_WHAT THE TASK REQUIRES:_ What you return should match the records below exactly.

Natural language region descriptions

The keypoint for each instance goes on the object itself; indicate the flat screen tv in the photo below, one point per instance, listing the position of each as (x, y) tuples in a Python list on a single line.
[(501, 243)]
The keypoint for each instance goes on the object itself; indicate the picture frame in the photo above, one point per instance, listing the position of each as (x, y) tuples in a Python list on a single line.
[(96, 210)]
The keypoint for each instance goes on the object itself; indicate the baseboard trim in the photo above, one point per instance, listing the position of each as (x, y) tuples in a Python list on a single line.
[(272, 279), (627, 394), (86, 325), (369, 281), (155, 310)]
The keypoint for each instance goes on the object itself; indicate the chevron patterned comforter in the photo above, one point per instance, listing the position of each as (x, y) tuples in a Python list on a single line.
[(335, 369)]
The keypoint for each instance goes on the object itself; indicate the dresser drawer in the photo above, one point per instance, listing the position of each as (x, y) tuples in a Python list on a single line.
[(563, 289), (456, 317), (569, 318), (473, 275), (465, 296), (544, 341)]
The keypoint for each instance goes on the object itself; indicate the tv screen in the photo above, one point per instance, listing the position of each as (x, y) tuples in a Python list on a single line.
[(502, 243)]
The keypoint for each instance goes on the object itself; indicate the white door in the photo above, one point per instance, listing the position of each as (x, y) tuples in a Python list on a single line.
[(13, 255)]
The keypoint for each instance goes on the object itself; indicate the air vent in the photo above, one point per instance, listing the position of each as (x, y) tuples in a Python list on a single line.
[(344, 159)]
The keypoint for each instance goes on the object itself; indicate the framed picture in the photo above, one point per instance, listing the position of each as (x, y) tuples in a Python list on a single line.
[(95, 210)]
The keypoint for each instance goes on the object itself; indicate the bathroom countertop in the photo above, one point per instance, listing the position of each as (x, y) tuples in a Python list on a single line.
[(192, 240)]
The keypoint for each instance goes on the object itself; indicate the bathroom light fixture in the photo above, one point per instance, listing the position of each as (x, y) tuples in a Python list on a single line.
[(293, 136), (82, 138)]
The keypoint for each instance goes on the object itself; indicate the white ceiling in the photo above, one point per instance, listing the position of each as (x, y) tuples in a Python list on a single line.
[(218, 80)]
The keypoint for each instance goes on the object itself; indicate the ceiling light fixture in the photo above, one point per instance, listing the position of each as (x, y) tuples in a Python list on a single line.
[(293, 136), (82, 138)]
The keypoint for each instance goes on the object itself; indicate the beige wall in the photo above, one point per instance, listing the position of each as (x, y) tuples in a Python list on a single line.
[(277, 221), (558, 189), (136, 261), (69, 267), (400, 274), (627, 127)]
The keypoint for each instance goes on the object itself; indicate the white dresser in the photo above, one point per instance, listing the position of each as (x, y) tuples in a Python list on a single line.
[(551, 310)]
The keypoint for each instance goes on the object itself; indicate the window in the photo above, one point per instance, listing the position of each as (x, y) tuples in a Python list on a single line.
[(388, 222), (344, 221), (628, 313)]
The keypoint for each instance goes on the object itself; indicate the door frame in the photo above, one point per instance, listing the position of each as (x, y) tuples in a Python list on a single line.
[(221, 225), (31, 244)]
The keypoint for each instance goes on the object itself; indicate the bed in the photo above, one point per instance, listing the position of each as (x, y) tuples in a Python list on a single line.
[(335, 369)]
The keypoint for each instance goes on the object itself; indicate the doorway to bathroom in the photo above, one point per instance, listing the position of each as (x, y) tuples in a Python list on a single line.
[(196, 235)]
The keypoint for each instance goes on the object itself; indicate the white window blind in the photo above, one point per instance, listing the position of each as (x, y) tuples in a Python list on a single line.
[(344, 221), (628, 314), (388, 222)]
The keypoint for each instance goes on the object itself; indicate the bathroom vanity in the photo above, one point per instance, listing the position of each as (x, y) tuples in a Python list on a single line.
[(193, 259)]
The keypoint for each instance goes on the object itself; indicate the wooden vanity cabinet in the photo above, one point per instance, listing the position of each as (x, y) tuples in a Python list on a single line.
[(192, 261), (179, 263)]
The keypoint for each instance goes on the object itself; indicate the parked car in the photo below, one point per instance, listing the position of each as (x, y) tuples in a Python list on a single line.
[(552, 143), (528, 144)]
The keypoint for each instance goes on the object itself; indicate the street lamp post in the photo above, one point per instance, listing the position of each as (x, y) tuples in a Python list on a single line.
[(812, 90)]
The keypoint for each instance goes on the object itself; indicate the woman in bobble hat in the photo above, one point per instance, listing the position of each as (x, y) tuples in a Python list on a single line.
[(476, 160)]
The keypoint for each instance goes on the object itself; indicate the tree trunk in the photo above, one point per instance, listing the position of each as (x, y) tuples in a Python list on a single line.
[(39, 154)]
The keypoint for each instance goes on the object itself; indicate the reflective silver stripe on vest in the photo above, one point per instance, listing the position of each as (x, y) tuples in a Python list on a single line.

_RESULT OF THIS TASK:_
The keypoint for each instance goes on the object itself; indicate the flat screen tv in the photo below, one point per instance, listing the position of each as (x, y) tuples in a Python list on a single line.
[(501, 243)]
The keypoint for each instance goes on the object itself; indicate the picture frame in the photo above, one point per instance, listing the position of each as (x, y) tuples in a Python list on a single line.
[(96, 210)]
The keypoint for each instance goes on the object itself; indicate the baseboard trim in the photo above, one point per instance, listing the position of each as (x, y) tuples in a Python list on a single line.
[(272, 279), (627, 394), (86, 325), (369, 281), (155, 310)]
The keypoint for each instance goes on the object itself; indicate the chevron patterned comforter in the photo above, one point per instance, listing the position of each as (x, y) tuples in a Python list on a single line.
[(335, 369)]
The keypoint for each instance goes on the object itself; indicate the dresser drawer in the photo above, one point per instance, listing the position of each as (x, y) tuples in a Python list on a single line.
[(563, 289), (456, 317), (569, 318), (473, 275), (465, 296), (544, 341)]
The keypoint for each instance goes on the object itself; indicate the tv screen in the photo above, one point per instance, listing the position of each as (x, y) tuples in a Python list on a single line.
[(502, 243)]
The keypoint for each instance goes on the object itself; indicate the white door in the photo above, one point per instance, listing the position of each as (x, y) tuples in a Python list on a single line.
[(13, 255)]
The keypoint for each instance goes on the object itself; indicate the air vent in the photo above, one point per instance, listing the position of each as (x, y) tuples in a Python list on a single line.
[(344, 159)]
The keypoint for each instance goes on the object itself; indicate the framed picture in the photo above, one point per instance, listing the position of each as (x, y) tuples in a Python list on a single line.
[(95, 210)]
The keypoint for each instance goes on the object itself; indicate the bathroom countertop in the photo above, one point per instance, listing the position of each as (x, y) tuples in a Python list on a single line.
[(192, 240)]
The keypoint for each instance goes on the object itself; indicate the bathroom light fixture in the photo above, one point per instance, listing the position of each as (x, y) tuples in a Python list on a single line.
[(293, 136), (82, 138)]
The keypoint for each instance goes on the object itself; indicate the white ceiling in the photo above, one point per instance, listing the position of each as (x, y) tuples in a Python list on a single line.
[(218, 80)]
The keypoint for each instance goes on the object itself; indicate the ceiling light fixture in the photo above, one point per instance, listing the position of each as (x, y) tuples in a Python list on a single line.
[(293, 136), (82, 138)]
The keypoint for each instance goes on the object itself; indicate the beige wall in the photo above, one point per instance, listing the position of each as (x, y) tuples in a Python list on a single line.
[(277, 221), (558, 189), (136, 261), (69, 267), (400, 274), (627, 127)]
The keypoint for each instance goes on the object itself; indicate the white dresser in the photo above, one point per instance, listing the position of each as (x, y) tuples in a Python list on a single line.
[(551, 310)]
The keypoint for each instance goes on the object itself; indicate the window in the photo above, one point per instance, listing the position of each as (x, y) tuples in a Python list on a single line.
[(388, 222), (344, 221), (628, 313)]
The keypoint for each instance goes on the object itself; indicate the door frame in the photo above, one point per instance, listing the position of each as (x, y) tuples in a Python list on a single line.
[(221, 225), (31, 244)]
The keypoint for each instance goes on the object itself; indicate the bed in the photo above, one point per instance, listing the position of each as (x, y) tuples in a Python list on a single line.
[(335, 369)]
The keypoint for each instance goes on the object itself; indicate the doorway to bathroom in the photo above, one point per instance, listing the position of each as (x, y) tuples in a Python list on a single line.
[(196, 235)]
The keypoint for each instance goes on the object itself; indicate the white window blind in the photo above, one point per instance, listing the position of each as (x, y) tuples in a Python list on a single line.
[(344, 221), (628, 314), (388, 222)]
The keypoint for each instance goes on the object itself; indicate the bathroom vanity in the photo above, one point per instance, listing the position of each as (x, y) tuples in a Python list on a single line.
[(193, 259)]
The keypoint for each instance goes on the object itself; indicate the wooden vanity cabinet in the photo above, one point per instance, listing the position of each as (x, y) tuples in a Python list on a single line.
[(192, 261), (179, 263)]
The keypoint for each instance goes on the object itself; indicate the parked car in the photo below, one point per instance, listing the position of each as (x, y) tuples in a Python list on a single line.
[(552, 143), (528, 144)]
The keypoint for each instance goes on the object itself; indicate the street lamp post in the photo above, one point per instance, listing the position of each as (x, y) tuples in a Python list on a single line.
[(812, 90)]
The keypoint for each instance goes on the object itself; indicate the woman in bobble hat in the photo above, one point per instance, listing the position of each as (x, y) tuples in a Python list on a single line.
[(476, 160)]
The keypoint for each instance goes on the object itself; indicate the tree trunk in the photo above, one point per instance, listing the position of each as (x, y) tuples in a Python list on a single line.
[(39, 154)]
The keypoint for each instance goes on the object itself; indicate the reflective silver stripe on vest in the photo above, one point per instance, listing the position of each as (x, y) tuples in a Python list on a single line.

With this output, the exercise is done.